--- TEXT PROVIDED ---

For Immediate Release, July 21, 2014

Contact:  George Kimbrell, (571) 527-8618, gkimbrell@centerforfoodsafety.org
Lori Ann Burd, (971) 717-6405, laburd@biologicaldiversity.org

Bee-killing Pesticides Banned in Hawaii, Idaho, Oregon and Washington
Wildlife Refuges by Fish and Wildlife Service

PORTLAND, Ore.— The U.S. Fish and Wildlife Service will phase out use of toxic bee-killing pesticides in national wildlife refuges in Hawaii, Idaho, Oregon and Washington by January 2016. The agency’s decision this month to ban the pesticides comes in response to a legal petition filed by the Center for Food Safety and joined by the Center for Biological Diversity, demanding the Service ban the use of neonicotinoids in wildlife refuge farming operations across the country. The Fish and Wildlife Service is the first U.S. agency to restrict use of neonicotinoids — a class of pesticides implicated in pollinator losses around the world and banned by the European Union.

“We commend the Service for taking its first step to ban neonicotinoids in the Pacific region, and now we call on the agency to permanently institute this policy on wildlife refuges nationwide,” said Paige Tomaselli, senior attorney with Center for Food Safety. “Federal wildlife refuges were established to protect natural diversity. Allowing chemical companies to profit by poisoning these important ecosystems violates their fundamental purpose and mission.”

The Fish and Wildlife Service has allowed farming on refuge lands for decades, but the widespread use of neonicotinoid pesticides is a relatively recent problem. The ban will affect nearly 9,000 acres of farmed wildlife refuge lands, limiting the toxic effects of neonicotinoids on pollinators, birds and ecosystems. The Fish and Wildlife Service has also announced that prior to the ban going into effect in 2016, refuge managers must exhaust all alternatives before allowing neonicotinoids to be used on refuges and also must analyze whether neonicotinoid use would harm species protected under the Endangered Species Act.

“This is a wake-up call for all federal agencies to recognize that neonicotinoids are deadly to wildlife and the environment and should be banned entirely,” said Lori Ann Burd, endangered species campaign director with the Center for Biological Diversity. “They must now move quickly to eliminate these dangerous chemicals from the American landscape.”

Background
Neonicotinoids have quickly become the most broadly used class of insecticides in America and are used as seed coating on most commercial corn and soy seeds. Clothianidin, thiamethoxam and imidacloprid are the most commonly used neonicotinoid seed coatings, and all are highly persistent in the environment. In making the recent decision the Fish and Wildlife Service recognized that neonicotinoids are “likely to be impacting a broad range of non-target taxa including pollinators and soil and aquatic invertebrates” and that consumption of neonicotinoid-treated seeds “offers a route of direct mortality in birds and mammals” A recent study found that some bird populations are declining by more than 3 percent each year in areas with high concentrations of neonicotinoid use.

--- SUPPLIED INFORMATION ---

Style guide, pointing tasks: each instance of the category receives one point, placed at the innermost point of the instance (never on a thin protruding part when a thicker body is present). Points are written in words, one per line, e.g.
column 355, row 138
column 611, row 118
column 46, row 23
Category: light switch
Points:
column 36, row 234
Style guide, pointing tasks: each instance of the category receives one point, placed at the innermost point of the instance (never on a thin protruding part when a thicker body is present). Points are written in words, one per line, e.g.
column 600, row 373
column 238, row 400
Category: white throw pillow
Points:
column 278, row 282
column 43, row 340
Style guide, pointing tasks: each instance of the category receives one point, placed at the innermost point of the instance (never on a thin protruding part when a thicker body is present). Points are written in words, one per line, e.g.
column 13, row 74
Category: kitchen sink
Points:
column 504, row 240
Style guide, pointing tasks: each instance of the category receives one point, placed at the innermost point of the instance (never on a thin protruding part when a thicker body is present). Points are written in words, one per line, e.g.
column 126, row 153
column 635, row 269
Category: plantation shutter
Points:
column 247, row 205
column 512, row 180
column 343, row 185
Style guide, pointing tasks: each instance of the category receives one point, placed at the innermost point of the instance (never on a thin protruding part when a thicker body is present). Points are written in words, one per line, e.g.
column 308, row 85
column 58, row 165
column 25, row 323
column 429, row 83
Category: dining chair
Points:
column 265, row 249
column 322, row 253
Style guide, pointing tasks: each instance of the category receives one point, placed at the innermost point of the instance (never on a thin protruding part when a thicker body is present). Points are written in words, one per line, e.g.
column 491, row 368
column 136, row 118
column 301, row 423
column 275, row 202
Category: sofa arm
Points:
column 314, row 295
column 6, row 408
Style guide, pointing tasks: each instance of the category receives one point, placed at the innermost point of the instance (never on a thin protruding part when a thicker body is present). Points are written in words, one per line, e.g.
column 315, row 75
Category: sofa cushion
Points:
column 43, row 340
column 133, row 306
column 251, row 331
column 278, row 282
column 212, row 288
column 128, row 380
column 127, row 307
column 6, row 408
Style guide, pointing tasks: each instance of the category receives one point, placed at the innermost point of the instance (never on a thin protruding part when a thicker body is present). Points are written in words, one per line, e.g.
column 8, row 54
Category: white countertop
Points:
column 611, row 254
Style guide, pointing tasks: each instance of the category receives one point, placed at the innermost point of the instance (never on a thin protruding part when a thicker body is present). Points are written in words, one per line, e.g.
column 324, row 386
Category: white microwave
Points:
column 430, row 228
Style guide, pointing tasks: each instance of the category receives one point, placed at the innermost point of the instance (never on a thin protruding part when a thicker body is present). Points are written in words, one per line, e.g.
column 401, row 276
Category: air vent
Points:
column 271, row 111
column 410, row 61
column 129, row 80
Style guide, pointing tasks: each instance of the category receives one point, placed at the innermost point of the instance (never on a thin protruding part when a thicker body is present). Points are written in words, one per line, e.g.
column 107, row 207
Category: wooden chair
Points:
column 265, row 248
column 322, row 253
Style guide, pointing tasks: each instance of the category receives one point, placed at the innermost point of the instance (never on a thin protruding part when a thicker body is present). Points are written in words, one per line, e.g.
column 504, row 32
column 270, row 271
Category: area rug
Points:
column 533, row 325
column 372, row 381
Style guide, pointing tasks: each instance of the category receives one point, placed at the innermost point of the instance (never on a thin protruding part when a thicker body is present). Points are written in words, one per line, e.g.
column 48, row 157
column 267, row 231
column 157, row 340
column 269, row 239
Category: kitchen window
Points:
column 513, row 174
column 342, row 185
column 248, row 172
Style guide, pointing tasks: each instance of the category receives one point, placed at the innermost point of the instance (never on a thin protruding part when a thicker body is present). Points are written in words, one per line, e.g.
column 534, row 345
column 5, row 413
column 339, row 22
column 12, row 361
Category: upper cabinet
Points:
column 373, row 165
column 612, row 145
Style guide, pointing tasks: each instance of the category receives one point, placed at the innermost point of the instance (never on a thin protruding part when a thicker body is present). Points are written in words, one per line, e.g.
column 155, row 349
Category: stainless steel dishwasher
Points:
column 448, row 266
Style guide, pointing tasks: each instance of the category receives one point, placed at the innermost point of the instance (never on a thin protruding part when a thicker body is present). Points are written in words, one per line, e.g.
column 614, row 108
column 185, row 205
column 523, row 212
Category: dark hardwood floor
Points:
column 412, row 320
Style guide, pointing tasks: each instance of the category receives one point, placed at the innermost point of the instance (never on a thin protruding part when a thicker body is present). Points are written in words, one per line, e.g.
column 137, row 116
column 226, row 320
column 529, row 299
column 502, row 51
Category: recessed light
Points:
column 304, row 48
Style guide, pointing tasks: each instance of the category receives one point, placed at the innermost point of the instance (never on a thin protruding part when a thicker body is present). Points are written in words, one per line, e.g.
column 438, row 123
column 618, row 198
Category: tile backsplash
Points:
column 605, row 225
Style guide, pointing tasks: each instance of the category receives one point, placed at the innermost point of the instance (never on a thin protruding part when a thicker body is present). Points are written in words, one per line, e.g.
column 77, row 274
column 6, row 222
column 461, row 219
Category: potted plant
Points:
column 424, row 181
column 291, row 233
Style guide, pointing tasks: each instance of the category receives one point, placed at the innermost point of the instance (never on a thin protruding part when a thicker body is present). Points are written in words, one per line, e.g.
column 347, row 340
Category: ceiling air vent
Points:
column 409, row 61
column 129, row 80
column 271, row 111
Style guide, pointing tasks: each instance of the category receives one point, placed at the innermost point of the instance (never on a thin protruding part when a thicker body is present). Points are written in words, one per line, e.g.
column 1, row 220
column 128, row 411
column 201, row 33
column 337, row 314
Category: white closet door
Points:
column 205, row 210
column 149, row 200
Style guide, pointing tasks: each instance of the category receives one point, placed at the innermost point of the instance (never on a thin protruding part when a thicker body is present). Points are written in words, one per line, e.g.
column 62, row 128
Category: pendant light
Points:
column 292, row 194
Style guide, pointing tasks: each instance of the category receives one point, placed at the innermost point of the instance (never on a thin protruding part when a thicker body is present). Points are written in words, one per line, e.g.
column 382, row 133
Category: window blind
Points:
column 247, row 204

---

**THINGS TO DO**
**A)** From the press release on the pesticide ban, copy the part from "Bee-killing Pesticides Banned" to "the European Union.".
**B)** According to the press release on the pesticide ban, how much farmed wildlife refuge land will the ban affect?
**C)** Say whether each statement agrees with the press release on the pesticide ban. Answer yes or no and quote the words that decide it.
(i) The European Union has banned neonicotinoids.
(ii) By January 2016, the pesticides will be phased out of wildlife refuges in every U.S. state.
(iii) Farming on refuge lands is a recent practice.

**RESPONSE LIST**
**A)**
Bee-killing Pesticides Banned in Hawaii, Idaho, Oregon and Washington
Wildlife Refuges by Fish and Wildlife Service

PORTLAND, Ore.— The U.S. Fish and Wildlife Service will phase out use of toxic bee-killing pesticides in national wildlife refuges in Hawaii, Idaho, Oregon and Washington by January 2016. The agency’s decision this month to ban the pesticides comes in response to a legal petition filed by the Center for Food Safety and joined by the Center for Biological Diversity, demanding the Service ban the use of neonicotinoids in wildlife refuge farming operations across the country. The Fish and Wildlife Service is the first U.S. agency to restrict use of neonicotinoids — a class of pesticides implicated in pollinator losses around the world and banned by the European Union.

**B)** Nearly 9,000 acres of farmed wildlife refuge lands.

**C)**
(i) Yes: "banned by the European Union"
(ii) No: "in national wildlife refuges in Hawaii, Idaho, Oregon and Washington by January 2016"
(iii) No: "The Fish and Wildlife Service has allowed farming on refuge lands for decades"